Reproduce the rows without changes, from the very first one through the line that contains "top-left (340, 435), bottom-right (457, 896)", including that line. Leave the pictures out of your answer.

◆ Supplied data ◆
---*---
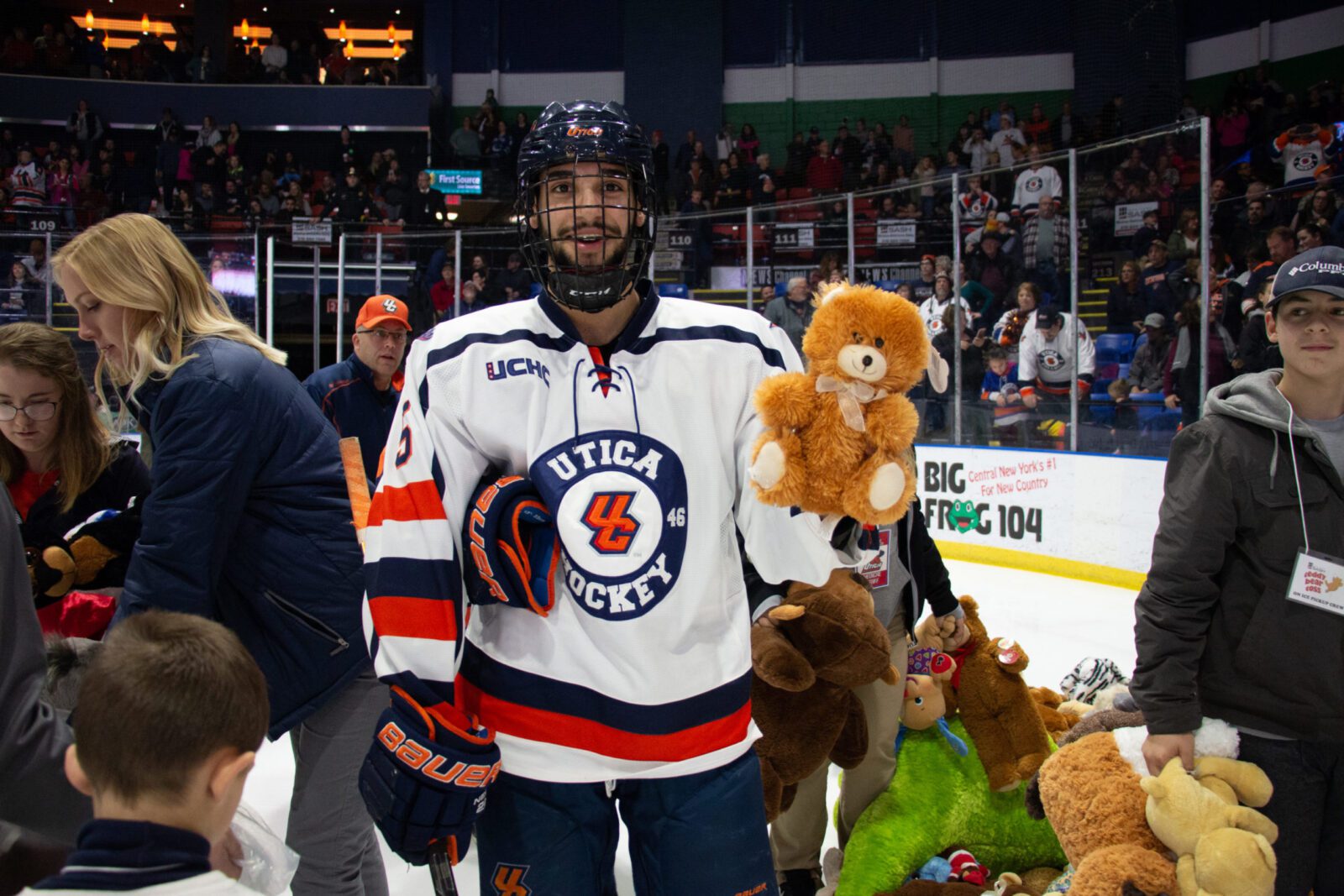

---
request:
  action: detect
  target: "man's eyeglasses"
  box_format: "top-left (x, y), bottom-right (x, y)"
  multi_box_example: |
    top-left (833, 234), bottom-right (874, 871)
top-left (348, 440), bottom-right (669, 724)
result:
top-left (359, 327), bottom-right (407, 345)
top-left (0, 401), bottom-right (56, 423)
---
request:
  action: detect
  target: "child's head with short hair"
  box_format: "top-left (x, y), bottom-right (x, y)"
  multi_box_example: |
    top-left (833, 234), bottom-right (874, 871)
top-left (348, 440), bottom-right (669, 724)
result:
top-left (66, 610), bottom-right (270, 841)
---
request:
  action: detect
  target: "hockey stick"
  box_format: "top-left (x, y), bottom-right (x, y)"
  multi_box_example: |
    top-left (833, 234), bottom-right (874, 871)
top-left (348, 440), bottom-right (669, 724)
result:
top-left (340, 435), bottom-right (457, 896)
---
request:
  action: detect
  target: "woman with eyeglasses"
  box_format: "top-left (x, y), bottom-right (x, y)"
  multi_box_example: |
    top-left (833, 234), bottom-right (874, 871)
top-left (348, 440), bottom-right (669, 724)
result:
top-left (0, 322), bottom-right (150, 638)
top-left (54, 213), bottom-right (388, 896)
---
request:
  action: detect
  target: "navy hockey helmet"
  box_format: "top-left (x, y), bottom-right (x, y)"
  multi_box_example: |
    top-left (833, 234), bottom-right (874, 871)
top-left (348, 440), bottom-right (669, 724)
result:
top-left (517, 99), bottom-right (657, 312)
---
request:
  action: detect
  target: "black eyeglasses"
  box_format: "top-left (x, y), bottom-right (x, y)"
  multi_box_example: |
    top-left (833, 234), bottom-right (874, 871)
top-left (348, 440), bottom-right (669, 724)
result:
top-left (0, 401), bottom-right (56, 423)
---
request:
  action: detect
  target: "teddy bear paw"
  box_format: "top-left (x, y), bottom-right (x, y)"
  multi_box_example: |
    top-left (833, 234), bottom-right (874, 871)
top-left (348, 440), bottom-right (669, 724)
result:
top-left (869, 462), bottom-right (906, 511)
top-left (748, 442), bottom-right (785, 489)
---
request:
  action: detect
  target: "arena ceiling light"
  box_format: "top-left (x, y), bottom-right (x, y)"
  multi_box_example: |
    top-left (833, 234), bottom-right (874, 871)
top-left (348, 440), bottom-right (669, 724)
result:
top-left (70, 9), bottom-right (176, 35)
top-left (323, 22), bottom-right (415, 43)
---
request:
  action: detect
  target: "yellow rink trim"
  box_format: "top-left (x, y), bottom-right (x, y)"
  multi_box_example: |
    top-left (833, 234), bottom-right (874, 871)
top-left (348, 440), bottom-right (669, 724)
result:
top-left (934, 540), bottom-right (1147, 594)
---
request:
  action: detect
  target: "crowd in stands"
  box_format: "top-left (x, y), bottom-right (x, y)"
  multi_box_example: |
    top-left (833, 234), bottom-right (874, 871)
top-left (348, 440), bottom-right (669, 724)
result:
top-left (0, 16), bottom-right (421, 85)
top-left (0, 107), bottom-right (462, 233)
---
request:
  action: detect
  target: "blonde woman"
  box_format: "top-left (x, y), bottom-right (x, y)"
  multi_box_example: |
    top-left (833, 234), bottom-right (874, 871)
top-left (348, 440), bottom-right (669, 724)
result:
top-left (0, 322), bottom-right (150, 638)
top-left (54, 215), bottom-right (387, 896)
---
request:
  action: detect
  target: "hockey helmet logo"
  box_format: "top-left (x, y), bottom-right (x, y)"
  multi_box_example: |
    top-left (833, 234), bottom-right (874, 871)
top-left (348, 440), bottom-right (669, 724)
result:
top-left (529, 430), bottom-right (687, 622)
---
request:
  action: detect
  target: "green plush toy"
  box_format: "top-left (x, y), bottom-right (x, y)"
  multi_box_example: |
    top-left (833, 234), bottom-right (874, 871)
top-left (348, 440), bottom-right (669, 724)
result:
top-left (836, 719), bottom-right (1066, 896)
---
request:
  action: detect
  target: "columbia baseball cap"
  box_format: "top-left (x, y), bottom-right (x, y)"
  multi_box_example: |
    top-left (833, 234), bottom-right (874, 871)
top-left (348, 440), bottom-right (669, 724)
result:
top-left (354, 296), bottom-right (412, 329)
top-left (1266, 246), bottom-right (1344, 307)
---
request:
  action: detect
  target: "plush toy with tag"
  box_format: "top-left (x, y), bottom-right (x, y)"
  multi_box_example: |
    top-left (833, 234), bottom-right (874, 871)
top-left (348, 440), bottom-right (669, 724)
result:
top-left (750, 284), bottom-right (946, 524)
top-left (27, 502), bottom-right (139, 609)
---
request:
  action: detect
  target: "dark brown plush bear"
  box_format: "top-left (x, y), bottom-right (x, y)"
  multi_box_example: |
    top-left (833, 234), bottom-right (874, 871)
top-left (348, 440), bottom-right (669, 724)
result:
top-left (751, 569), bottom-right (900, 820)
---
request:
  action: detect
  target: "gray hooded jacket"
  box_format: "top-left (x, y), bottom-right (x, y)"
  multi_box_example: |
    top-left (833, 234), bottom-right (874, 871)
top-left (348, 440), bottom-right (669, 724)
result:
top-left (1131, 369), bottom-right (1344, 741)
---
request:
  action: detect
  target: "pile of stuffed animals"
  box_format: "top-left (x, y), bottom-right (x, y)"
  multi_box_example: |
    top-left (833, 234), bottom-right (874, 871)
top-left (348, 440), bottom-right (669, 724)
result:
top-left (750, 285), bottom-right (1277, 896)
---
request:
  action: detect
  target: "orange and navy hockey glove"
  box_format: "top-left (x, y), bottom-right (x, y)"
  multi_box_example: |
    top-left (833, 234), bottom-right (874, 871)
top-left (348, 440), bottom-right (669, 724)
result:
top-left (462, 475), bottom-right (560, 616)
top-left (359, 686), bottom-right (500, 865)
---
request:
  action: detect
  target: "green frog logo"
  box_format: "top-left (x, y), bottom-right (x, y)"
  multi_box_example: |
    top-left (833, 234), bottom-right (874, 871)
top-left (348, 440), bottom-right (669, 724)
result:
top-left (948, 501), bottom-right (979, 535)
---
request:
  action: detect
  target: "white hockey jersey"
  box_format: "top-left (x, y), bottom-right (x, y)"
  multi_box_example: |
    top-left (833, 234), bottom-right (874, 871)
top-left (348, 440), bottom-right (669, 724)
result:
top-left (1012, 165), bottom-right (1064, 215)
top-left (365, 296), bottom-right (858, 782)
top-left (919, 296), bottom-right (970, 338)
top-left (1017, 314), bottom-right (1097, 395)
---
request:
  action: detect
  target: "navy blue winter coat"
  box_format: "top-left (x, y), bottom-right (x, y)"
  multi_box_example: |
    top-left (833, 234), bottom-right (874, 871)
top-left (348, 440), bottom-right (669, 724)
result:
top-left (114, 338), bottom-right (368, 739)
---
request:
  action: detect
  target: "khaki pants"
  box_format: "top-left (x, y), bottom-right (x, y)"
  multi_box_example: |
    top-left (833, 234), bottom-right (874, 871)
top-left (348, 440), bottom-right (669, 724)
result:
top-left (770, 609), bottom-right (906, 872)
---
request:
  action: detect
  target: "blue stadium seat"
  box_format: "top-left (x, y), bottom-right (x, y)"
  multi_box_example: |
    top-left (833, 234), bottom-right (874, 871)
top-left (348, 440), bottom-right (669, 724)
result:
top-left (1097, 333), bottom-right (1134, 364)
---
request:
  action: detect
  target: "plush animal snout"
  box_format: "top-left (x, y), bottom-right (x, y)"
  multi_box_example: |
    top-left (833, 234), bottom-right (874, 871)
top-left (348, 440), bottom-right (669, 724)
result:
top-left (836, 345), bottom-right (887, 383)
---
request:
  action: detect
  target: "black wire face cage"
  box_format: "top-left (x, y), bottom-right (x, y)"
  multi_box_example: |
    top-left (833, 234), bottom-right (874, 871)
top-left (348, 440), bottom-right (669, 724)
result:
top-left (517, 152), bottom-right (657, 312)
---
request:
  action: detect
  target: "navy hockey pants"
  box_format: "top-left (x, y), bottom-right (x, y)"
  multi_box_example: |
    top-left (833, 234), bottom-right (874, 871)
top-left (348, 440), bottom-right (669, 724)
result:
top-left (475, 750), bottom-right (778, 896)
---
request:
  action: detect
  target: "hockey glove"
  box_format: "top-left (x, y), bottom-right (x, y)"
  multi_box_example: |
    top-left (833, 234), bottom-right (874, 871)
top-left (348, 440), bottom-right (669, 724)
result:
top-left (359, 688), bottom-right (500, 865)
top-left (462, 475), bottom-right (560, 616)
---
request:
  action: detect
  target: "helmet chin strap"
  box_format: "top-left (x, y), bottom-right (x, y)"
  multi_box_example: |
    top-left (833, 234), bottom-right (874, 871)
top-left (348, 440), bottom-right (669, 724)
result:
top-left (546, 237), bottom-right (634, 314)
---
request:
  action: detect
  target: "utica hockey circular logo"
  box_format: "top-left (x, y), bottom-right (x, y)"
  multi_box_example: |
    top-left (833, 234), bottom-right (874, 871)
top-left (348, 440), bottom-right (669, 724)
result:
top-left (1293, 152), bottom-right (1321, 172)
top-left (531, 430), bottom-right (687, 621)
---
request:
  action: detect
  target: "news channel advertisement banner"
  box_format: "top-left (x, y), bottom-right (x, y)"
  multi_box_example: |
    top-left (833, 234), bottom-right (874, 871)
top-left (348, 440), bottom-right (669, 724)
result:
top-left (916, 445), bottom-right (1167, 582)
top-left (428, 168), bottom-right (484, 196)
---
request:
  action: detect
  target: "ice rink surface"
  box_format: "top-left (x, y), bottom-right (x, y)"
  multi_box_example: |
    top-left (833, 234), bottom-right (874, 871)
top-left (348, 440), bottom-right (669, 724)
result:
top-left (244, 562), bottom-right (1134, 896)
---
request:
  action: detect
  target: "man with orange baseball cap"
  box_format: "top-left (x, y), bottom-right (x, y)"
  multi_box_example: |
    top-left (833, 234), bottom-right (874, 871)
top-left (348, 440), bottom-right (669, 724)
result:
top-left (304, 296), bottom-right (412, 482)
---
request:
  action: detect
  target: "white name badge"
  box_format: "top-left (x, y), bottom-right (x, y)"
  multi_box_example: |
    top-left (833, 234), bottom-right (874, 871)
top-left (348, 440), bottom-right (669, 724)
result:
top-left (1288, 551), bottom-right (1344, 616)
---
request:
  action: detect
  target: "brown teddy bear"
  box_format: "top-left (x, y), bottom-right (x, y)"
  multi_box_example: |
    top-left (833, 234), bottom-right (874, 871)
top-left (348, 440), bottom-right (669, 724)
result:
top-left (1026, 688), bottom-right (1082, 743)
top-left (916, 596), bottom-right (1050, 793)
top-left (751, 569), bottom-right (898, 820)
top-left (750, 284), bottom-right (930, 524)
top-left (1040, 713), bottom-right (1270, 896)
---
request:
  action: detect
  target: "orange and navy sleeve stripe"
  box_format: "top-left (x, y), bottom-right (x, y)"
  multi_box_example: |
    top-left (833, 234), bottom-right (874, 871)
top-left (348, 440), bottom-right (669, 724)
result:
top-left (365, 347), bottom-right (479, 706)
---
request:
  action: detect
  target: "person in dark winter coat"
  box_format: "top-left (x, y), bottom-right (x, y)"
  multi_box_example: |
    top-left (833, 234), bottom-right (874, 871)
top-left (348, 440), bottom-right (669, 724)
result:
---*---
◆ Task solution ◆
---
request:
  action: detect
  target: "man's eyeglasses"
  box_format: "top-left (x, y), bottom-right (x, y)"
  multi_box_example: |
    top-left (833, 234), bottom-right (874, 871)
top-left (348, 440), bottom-right (669, 724)
result:
top-left (359, 327), bottom-right (407, 345)
top-left (0, 401), bottom-right (56, 423)
---
request:
  action: detect
  target: "child's head with short hair"
  box_format: "top-left (x, y), bottom-right (x, y)"
  multi_box_example: |
    top-left (833, 234), bottom-right (874, 871)
top-left (348, 440), bottom-right (669, 724)
result:
top-left (66, 610), bottom-right (270, 841)
---
request:
  action: detect
  target: "hockey stick"
  box_format: "top-left (x, y), bottom-right (x, y)"
  multi_box_example: |
    top-left (833, 234), bottom-right (874, 871)
top-left (348, 440), bottom-right (669, 724)
result:
top-left (340, 435), bottom-right (457, 896)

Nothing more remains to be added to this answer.